- [What is needed] Only lines containing the string "shoulder" belong in the answer; find them in the records and copy them.

- [Record extracts]
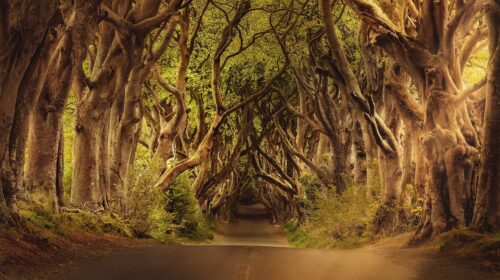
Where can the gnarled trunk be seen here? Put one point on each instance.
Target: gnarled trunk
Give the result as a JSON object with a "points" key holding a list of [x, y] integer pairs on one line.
{"points": [[487, 212]]}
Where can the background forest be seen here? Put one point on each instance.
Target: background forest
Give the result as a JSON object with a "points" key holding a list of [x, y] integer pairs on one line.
{"points": [[347, 119]]}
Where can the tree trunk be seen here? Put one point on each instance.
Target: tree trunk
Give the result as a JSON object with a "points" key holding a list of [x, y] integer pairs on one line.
{"points": [[487, 212], [21, 38]]}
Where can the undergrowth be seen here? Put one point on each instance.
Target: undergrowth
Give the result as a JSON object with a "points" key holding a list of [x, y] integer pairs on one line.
{"points": [[45, 224], [333, 220], [171, 215]]}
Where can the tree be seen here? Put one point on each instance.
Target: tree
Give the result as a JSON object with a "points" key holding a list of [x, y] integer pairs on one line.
{"points": [[487, 212]]}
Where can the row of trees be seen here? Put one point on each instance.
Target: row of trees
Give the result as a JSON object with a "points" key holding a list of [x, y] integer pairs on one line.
{"points": [[263, 93]]}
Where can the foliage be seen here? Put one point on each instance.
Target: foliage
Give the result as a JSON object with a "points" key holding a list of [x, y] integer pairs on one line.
{"points": [[331, 219], [46, 224], [164, 215]]}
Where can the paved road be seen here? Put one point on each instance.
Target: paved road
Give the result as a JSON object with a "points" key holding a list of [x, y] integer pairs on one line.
{"points": [[254, 249]]}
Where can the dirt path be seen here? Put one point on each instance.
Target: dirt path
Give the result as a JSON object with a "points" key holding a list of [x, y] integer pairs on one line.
{"points": [[251, 228], [254, 249]]}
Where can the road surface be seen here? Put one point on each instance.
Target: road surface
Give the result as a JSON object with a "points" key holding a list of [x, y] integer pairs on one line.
{"points": [[254, 249]]}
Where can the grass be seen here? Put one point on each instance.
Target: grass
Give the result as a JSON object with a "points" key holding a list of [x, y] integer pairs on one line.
{"points": [[43, 223]]}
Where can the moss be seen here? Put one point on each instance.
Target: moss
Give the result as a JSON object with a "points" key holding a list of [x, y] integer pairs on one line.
{"points": [[46, 224]]}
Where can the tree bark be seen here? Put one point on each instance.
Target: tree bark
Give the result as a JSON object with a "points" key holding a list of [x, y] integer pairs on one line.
{"points": [[487, 210]]}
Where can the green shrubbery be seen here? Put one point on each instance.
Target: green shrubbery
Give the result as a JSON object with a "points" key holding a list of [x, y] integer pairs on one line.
{"points": [[46, 224], [332, 220], [164, 215]]}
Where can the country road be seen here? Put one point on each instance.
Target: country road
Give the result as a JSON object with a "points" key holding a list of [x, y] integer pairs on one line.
{"points": [[254, 249]]}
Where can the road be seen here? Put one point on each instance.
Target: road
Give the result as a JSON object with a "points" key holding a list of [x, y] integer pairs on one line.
{"points": [[254, 249]]}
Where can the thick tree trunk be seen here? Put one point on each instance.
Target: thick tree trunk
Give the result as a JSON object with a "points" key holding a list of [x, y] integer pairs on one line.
{"points": [[446, 153], [487, 211], [45, 125], [21, 37]]}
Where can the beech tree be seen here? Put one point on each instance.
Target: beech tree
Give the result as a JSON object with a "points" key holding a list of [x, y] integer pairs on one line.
{"points": [[487, 212]]}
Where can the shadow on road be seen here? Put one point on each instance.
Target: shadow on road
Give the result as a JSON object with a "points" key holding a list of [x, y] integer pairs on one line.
{"points": [[251, 227]]}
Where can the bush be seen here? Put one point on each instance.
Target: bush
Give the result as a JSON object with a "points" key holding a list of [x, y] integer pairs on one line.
{"points": [[179, 201], [332, 220], [164, 215]]}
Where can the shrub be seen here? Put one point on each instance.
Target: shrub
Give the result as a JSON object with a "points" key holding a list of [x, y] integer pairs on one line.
{"points": [[161, 214], [333, 220]]}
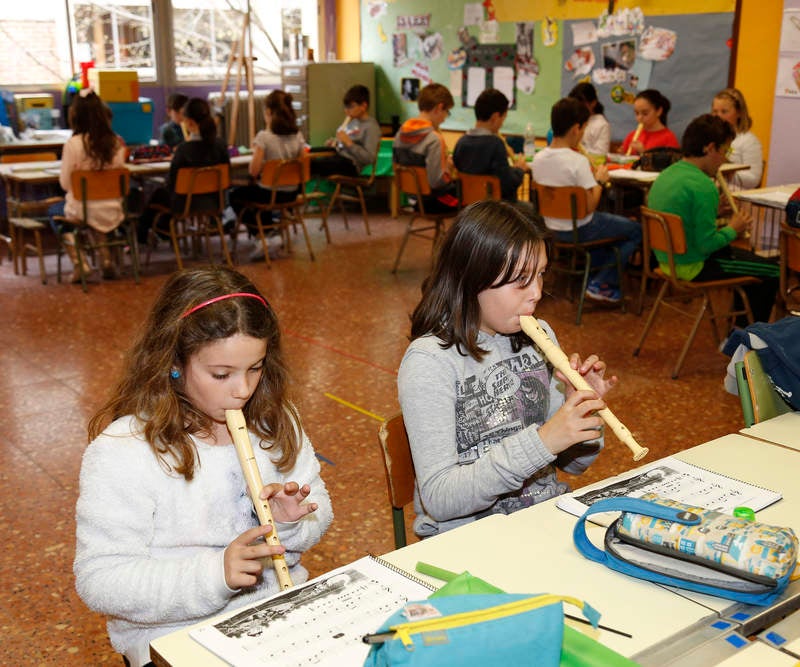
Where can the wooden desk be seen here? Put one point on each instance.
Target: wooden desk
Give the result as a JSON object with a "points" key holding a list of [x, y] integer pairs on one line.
{"points": [[783, 430], [532, 551], [766, 206]]}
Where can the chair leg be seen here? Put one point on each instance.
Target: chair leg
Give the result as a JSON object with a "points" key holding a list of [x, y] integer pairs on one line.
{"points": [[402, 245], [173, 234], [651, 318], [692, 334], [360, 191], [37, 241], [298, 216]]}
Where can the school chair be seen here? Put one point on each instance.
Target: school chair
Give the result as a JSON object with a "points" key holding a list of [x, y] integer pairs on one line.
{"points": [[573, 259], [196, 223], [26, 208], [412, 182], [478, 187], [94, 185], [789, 294], [351, 189], [276, 174], [399, 467], [758, 397], [664, 232]]}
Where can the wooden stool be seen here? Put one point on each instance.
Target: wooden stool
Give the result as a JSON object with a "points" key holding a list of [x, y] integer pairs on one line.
{"points": [[20, 247]]}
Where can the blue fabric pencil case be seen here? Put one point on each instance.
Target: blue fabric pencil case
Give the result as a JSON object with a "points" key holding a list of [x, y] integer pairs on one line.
{"points": [[701, 550]]}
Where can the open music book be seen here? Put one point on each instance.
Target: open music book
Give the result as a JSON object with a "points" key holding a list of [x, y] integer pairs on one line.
{"points": [[674, 479], [320, 622]]}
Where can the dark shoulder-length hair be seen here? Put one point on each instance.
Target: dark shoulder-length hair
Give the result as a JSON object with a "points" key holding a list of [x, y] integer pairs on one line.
{"points": [[168, 340], [282, 117], [482, 249], [90, 118]]}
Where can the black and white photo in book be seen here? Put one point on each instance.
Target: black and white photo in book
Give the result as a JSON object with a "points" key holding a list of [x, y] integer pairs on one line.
{"points": [[674, 479], [321, 622]]}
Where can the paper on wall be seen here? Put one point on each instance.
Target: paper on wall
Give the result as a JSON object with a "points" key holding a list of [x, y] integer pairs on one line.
{"points": [[583, 32], [476, 83], [503, 80]]}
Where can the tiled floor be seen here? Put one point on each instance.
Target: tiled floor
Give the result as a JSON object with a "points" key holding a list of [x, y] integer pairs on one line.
{"points": [[345, 318]]}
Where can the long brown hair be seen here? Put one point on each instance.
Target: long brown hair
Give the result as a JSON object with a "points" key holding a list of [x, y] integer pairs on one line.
{"points": [[482, 249], [167, 340], [90, 117]]}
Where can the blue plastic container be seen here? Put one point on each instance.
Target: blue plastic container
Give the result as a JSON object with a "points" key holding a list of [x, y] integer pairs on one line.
{"points": [[133, 121]]}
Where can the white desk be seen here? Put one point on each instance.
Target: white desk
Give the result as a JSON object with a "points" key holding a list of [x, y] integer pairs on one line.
{"points": [[782, 430], [531, 551]]}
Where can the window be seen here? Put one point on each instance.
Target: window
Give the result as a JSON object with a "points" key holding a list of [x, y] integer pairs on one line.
{"points": [[205, 35], [43, 42], [114, 34]]}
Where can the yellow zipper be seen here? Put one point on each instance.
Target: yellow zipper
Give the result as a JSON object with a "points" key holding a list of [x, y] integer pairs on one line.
{"points": [[405, 630]]}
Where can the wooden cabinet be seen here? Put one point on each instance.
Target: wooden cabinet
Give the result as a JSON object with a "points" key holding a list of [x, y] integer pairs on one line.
{"points": [[317, 90]]}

- [Answer]
Where can the dark shoulder-length hair be seen here? Put one point on each instance.
Target: dark shoulder-length hair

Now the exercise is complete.